Ebenezer Don Carlos Bassett (October 16, 1833 – November 13, 1908) was United States Ambassador to Haiti from 1869 to 1877. He was the first African American diplomat and the fourth U.S. ambassador to Haiti since the two countries established relations in 1862. His mother was Pequot. From 1857 to 1869 he was the principal of the Institute for Colored Youth in Philadelphia.

Ebenezer Bassett was appointed as new leaders emerged among free African Americans after the American Civil War. An educator, abolitionist, and civil rights activist, Bassett was the U.S. diplomatic envoy in 1869 to Haiti, the "Black Republic" of the Western Hemisphere. Through eight years of bloody civil war and coups d'état there, Bassett served in one of the most crucial, but difficult postings of his time. Haiti was of strategic importance in the Caribbean basin for its shipping lanes and as a naval coaling station.

Early life
Born in Derby, Connecticut, Ebenezer D. Bassett was from a community that had a strong tradition of owning their own property, running their own businesses, and playing important leadership roles. Among this community, the Bassetts stood out as astute and prominent. Bassett's father Eben Tobias, as well as his grandfather Tobiah, had the distinction of being elected "Black Governor" in Connecticut, an unofficial honorific among the black community.

Both Bassett's parents ensured that their son would receive the best education possible. In a step rare for any students of the mid-19th century, Bassett attended college in his home state. In 1853 he was the first black student to attend the Connecticut Normal School (now Central Connecticut State University). After graduation Bassett taught school in New Haven, where he met and became friends with the abolitionist Frederick Douglass.

Educator and activist

Soon Bassett was offered the chance to teach at a progressive new all-Black high school in Philadelphia. At the time, he was teaching at the Institute for Colored Youth (ICY). It later became Cheyney University of Pennsylvania, the earliest college dedicated to educating Black youth in the country. There he focused on Latin, Greek, mathematics and science, becoming principal after one year. Among his students was John H. Smythe, who would also become a diplomat, Smythe to Liberia. But Pennsylvania, like the rest of the country, was soon dragged into the American Civil War.

Ebenezer Bassett also became one of Philadelphia's leading voices for abolition of slavery and emancipation of the nearly four million enslaved Blacks. Bassett used ICY as a base to recruit Blacks to serve in the Union Army. He hastened to invite many of the national civil rights leaders who had become colleagues. Just days after the Battle of Gettysburg, Bassett and other Black leaders organized a recruiting drive for Black soldiers. Bassett had the honor of being the second speaker of the night, making his speech immediately preceding Frederick Douglass.

§ **Extracted records**:
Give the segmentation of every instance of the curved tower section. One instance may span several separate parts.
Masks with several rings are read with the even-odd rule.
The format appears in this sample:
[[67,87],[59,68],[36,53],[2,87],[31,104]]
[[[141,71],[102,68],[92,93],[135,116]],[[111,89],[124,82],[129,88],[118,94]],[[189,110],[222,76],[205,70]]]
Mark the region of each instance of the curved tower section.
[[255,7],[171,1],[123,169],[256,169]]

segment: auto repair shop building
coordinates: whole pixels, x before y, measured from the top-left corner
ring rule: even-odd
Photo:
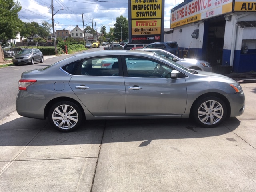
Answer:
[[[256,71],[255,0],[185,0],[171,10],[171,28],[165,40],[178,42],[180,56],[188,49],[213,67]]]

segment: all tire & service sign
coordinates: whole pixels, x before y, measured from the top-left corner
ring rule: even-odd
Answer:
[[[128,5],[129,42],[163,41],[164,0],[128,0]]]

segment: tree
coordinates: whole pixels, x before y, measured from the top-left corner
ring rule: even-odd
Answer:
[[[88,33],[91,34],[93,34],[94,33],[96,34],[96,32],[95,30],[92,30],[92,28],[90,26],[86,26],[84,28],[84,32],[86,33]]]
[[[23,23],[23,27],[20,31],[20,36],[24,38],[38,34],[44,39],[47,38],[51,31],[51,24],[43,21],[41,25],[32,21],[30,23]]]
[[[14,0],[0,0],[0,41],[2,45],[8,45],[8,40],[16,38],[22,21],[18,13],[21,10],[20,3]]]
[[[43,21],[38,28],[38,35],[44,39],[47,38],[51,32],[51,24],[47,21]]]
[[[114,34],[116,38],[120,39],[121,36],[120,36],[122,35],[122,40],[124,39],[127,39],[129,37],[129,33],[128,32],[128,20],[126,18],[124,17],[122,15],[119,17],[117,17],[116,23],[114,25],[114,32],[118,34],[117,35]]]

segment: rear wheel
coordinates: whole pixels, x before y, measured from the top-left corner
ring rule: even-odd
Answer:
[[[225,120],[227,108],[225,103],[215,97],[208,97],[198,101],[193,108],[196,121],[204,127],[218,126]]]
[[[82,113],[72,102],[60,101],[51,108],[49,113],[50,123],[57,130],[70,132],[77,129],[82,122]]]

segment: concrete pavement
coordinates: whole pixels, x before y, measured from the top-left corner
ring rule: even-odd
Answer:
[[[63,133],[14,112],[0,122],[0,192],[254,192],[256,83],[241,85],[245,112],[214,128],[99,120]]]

§ **Exercises**:
(A) Write out the Bassett passage from "Soon Bassett was" up to and including "into the American Civil War.", word for word.
(B) Extend the passage on Ebenezer Bassett, picking up right after its final sentence.
The items have nothing to do with what is asked here.

§ **Expected results**:
(A)
Soon Bassett was offered the chance to teach at a progressive new all-Black high school in Philadelphia. At the time, he was teaching at the Institute for Colored Youth (ICY). It later became Cheyney University of Pennsylvania, the earliest college dedicated to educating Black youth in the country. There he focused on Latin, Greek, mathematics and science, becoming principal after one year. Among his students was John H. Smythe, who would also become a diplomat, Smythe to Liberia. But Pennsylvania, like the rest of the country, was soon dragged into the American Civil War.

(B)
Basset was highly respected within the academic communities of the North.  He attended educational meetings and advised abolitionists on matters of education.   In New Haven Connecticut August 1865, a meeting was held by The American Institute to address the issue of freedman and education.  Speeches were made by prominent members of the community.  Benjamin B. Smith Bishop of Kentucky, John Celivergos Zachos educational theorist, Lyman Abbott Author, Thomas Anthony Thacher Yale College administrator, Rev. M.E. Strieby D.D. secretary American Missionary Association of New York.  Ebenezer Basset attended the meeting and urged the need for more African American educators in the freed states, he felt freedman would have more confidence in their teachers.

His remaining years as an educator and activist would cement his position in the abolitionist community.  When Ulysses S Grant was elected to the presidency, he looked for Black leaders such as Bassett to fill important political positions. Douglass recommended Bassett to political allies in the White House.

Diplomatic career
In nominating Bassett to become Minister Resident to Haiti (the title Ambassador would not be used by the U.S. until 1893), Grant appointed him as one of the highest-ranking blacks in the U.S. government. Bassett's accreditation to the "Black Republic" was no accident either. Though Haiti had gained its independence from France in 1804, it was not officially recognized by the United States until 1862. Southern resistance to a former colony governed by ex-slaves becoming a "nation" had prevented the United States from recognizing the country. With the Union victory in the Civil War, the US government wanted to improve bilateral relations, and believed the appointment of Bassett was a significant step, not only for his skills but for the symbolism of his appointment.

Upon arrival in Port-au-Prince, however, Bassett found that Haiti was torn by civil war. Although with no international experience, as a representative of the US, the Minister Resident was one of the most powerful figures in the country. Bassett soon realized that much of diplomacy involved intangibles. Soon after his arrival, he wrote to Frederick Douglass that his duties were "not so onerous as delicate. Common sense and some little knowledge of law…will carry me through."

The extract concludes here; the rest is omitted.